● **Record extracts**
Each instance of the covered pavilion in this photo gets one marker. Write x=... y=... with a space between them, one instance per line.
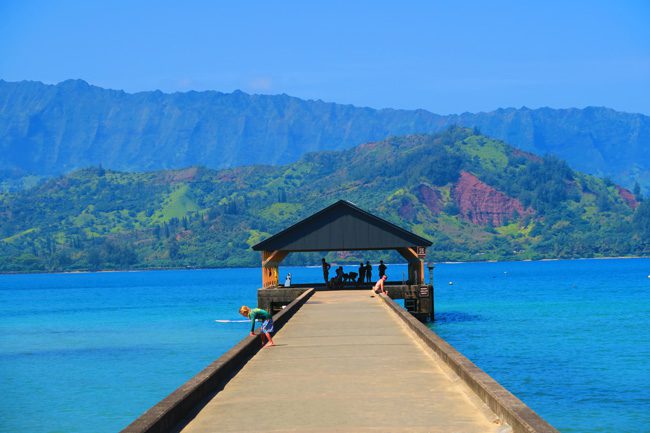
x=343 y=226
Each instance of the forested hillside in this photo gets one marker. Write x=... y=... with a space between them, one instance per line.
x=475 y=197
x=54 y=129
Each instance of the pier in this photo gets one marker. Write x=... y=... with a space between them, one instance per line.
x=346 y=360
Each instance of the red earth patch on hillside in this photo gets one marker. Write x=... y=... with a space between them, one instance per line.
x=627 y=197
x=406 y=209
x=431 y=198
x=482 y=204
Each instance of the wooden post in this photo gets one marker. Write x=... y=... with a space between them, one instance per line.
x=415 y=264
x=270 y=263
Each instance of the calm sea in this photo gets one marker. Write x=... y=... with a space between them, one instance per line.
x=91 y=352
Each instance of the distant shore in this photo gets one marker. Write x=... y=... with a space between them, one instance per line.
x=189 y=268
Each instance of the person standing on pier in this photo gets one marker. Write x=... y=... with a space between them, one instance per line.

● **What is expected**
Set down every record once more, word for word, without pictures.

● **Correct response**
Each instance of the covered pavilion in this photo gets one marker. Write x=... y=... with a space between them, one instance per line.
x=343 y=226
Each instance of the forested hillside in this photo gets one marker. Write x=... y=... with a space between them, one instance per line.
x=475 y=197
x=54 y=129
Each instance of the pier in this photo gets one marker. Write x=... y=... with a space between them, one instance per line.
x=346 y=360
Each instance of the red earth patch on hillside in this photo gets one marker. Write x=... y=... with a space between them, one instance per line.
x=627 y=197
x=406 y=209
x=431 y=198
x=482 y=204
Each instance of the wooden post in this photo gets one marker. Write x=... y=... with a space between them, one instance per line.
x=415 y=264
x=270 y=263
Each instance of the calm sea in this photo gets one marker. Write x=... y=... with a space between them, one instance per line.
x=91 y=352
Each instance of the distant shore in this photo gets one marker. Write x=... y=... with a space between them, one instance per line.
x=189 y=268
Each instance of the person standing on pier in this photo gets one marker. Write x=... y=... with a space between them, one instance per line.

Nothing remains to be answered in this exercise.